#### [TO BE DONE]
Format the material as a numbered list, starting with the line that contains "Practice. Pick out the boulder" and running through the end of the material. Leave out blank lines and the pictures.

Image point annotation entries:
-=-=-=-=-

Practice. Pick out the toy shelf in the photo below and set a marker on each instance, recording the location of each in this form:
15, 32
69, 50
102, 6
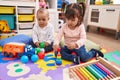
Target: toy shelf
24, 12
91, 70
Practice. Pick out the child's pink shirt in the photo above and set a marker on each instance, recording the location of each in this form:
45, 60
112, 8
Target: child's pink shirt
78, 35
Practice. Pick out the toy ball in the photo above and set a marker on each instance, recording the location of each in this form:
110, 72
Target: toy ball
41, 55
34, 58
42, 49
58, 61
74, 53
24, 59
58, 49
42, 44
37, 50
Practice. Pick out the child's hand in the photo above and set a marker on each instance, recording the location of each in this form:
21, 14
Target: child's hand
55, 47
37, 44
72, 45
46, 44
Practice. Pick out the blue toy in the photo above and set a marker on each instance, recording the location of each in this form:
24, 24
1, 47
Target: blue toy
29, 54
24, 59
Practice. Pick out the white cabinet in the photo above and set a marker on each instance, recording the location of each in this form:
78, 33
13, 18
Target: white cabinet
105, 16
25, 13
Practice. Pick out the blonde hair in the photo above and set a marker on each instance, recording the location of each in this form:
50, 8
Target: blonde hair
43, 10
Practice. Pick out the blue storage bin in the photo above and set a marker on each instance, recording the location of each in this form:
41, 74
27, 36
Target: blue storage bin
10, 19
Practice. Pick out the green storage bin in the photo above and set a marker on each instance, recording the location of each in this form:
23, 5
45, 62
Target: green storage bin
10, 19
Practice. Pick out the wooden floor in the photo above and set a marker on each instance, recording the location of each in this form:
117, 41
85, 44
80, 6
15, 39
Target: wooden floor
106, 38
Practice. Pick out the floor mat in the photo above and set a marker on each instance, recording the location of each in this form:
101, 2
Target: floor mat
13, 69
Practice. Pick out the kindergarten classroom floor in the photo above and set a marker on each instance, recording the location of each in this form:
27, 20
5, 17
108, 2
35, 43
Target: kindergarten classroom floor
104, 39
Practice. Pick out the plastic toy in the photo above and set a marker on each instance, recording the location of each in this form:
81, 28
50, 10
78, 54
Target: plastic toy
4, 26
42, 4
41, 55
58, 58
29, 53
13, 49
42, 45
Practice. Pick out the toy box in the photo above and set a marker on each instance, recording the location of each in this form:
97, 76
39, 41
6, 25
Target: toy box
7, 10
26, 18
95, 69
25, 10
10, 20
26, 26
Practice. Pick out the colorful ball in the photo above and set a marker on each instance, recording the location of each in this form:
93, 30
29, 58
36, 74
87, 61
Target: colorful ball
42, 49
37, 50
42, 44
58, 61
41, 55
24, 59
34, 58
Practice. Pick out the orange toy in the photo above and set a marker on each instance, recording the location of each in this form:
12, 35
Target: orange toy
4, 26
13, 49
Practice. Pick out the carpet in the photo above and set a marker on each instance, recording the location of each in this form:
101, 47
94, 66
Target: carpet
13, 69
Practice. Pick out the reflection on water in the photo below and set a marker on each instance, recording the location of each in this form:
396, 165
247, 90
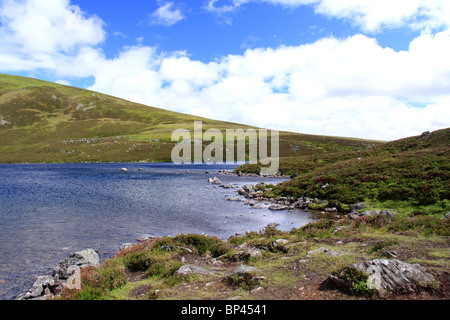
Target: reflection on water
48, 211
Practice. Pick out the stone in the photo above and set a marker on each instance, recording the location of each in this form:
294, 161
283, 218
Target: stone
245, 271
81, 259
389, 276
125, 246
326, 251
214, 180
276, 207
41, 287
192, 269
357, 206
388, 212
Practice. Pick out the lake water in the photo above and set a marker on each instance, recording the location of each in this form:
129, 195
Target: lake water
48, 211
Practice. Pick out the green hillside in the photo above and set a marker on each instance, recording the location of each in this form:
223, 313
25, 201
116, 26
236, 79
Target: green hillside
413, 172
46, 122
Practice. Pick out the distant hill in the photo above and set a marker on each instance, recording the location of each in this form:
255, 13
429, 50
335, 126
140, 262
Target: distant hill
414, 170
46, 122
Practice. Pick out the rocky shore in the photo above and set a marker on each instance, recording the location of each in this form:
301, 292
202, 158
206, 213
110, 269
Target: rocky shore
254, 195
385, 276
66, 275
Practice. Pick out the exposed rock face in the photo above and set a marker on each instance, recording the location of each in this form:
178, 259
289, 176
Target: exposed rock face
387, 212
326, 251
65, 274
390, 276
246, 276
214, 180
80, 260
190, 269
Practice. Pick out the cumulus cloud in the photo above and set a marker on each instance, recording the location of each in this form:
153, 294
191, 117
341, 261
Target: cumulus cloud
345, 87
370, 16
341, 87
42, 33
166, 15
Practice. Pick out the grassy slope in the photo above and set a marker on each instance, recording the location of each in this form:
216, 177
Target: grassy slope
411, 173
46, 122
146, 271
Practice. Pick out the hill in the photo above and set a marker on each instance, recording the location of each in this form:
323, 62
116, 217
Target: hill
46, 122
414, 171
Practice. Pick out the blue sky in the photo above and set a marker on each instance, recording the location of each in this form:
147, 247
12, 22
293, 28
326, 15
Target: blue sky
374, 69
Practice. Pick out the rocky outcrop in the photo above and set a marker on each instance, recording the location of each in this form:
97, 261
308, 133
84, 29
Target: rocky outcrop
388, 276
214, 180
65, 275
372, 213
245, 276
192, 269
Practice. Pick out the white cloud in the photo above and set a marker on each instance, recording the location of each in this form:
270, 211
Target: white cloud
167, 15
63, 82
344, 87
369, 15
40, 33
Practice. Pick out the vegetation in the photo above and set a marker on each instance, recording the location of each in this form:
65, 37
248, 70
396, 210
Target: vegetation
148, 270
47, 122
414, 171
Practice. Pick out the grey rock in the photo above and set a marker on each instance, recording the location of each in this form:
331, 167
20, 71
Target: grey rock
370, 213
214, 180
357, 206
38, 289
81, 259
192, 269
244, 270
390, 276
388, 212
276, 207
125, 246
326, 251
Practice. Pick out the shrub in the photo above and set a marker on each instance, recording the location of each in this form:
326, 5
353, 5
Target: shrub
204, 244
138, 261
358, 282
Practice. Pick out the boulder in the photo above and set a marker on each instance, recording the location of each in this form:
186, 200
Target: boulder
80, 259
326, 251
245, 276
214, 180
276, 207
66, 274
389, 276
42, 286
357, 206
192, 269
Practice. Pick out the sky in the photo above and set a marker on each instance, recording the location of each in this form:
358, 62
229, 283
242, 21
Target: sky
373, 69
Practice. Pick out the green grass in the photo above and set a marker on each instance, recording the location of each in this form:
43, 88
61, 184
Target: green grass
46, 122
422, 239
411, 174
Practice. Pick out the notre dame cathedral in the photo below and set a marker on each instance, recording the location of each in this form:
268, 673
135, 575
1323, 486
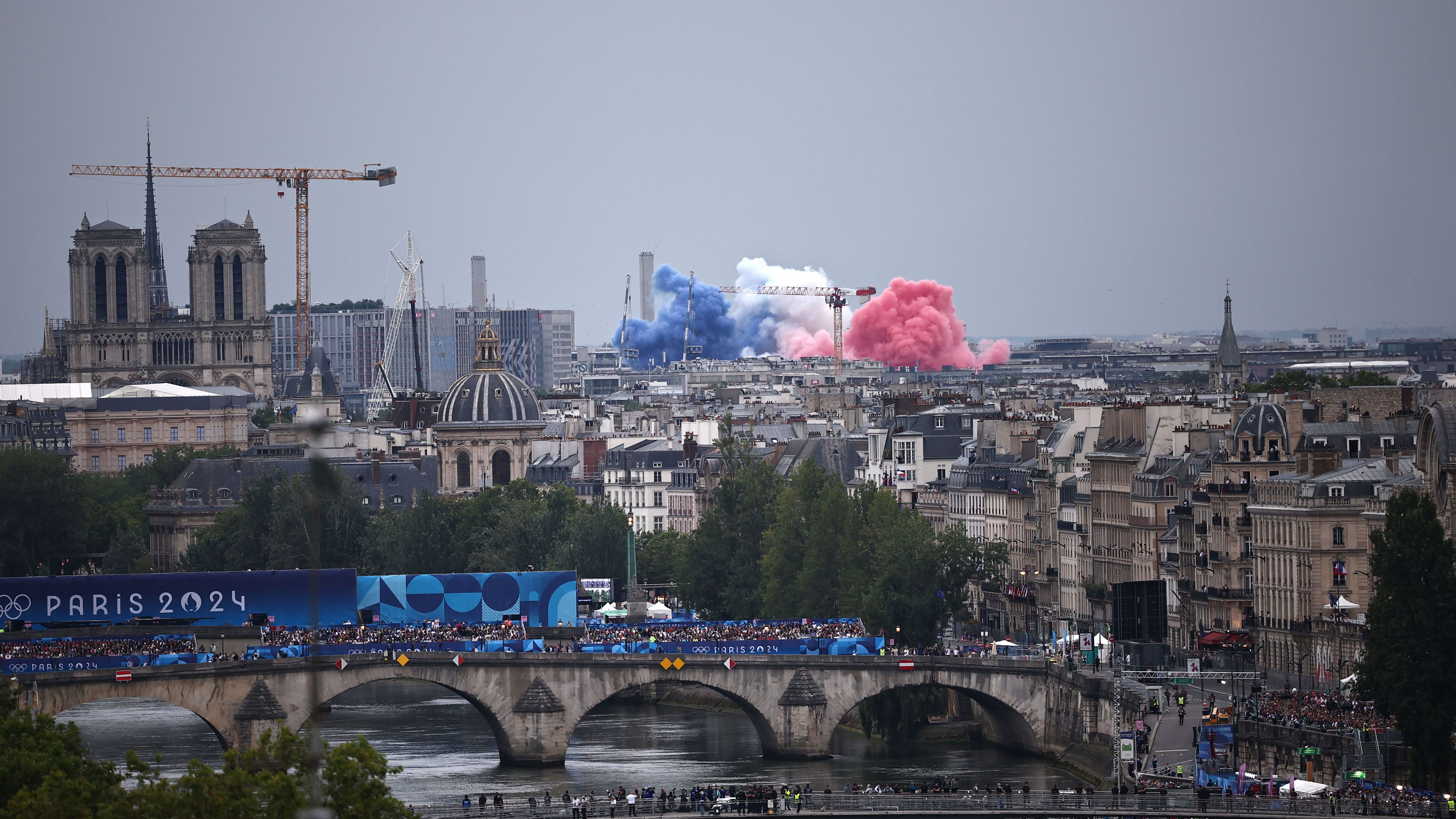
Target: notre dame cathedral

-=-=-=-=-

#### [EXERCISE RESULT]
1. Practice. Pick out the boulder in the photo above and set a marker on each instance, recording the location of each in this form:
2. 186, 200
3. Target: boulder
4. 80, 259
5. 326, 251
6. 245, 276
7. 214, 180
8. 276, 207
9. 66, 274
10. 389, 276
11. 42, 286
12. 357, 206
13. 192, 269
14. Practice. Pick out the sky in the photo above and set a marker on each instance, recording the location of each in this form:
15. 358, 62
16. 229, 283
17. 242, 21
18. Target: sky
19. 373, 69
20. Practice. Pick out the green grass in the photo above and set a marker on each instance, recording the location of each in this form:
21. 43, 88
22. 61, 184
23. Target: green grass
24. 46, 122
25. 422, 239
26. 411, 174
27. Practice. Pick out the notre dame cathedral in the photo below and set a marker on each instance, recording the location of each in this form:
28. 268, 673
29. 135, 575
30. 1323, 486
31. Target: notre dame cathedral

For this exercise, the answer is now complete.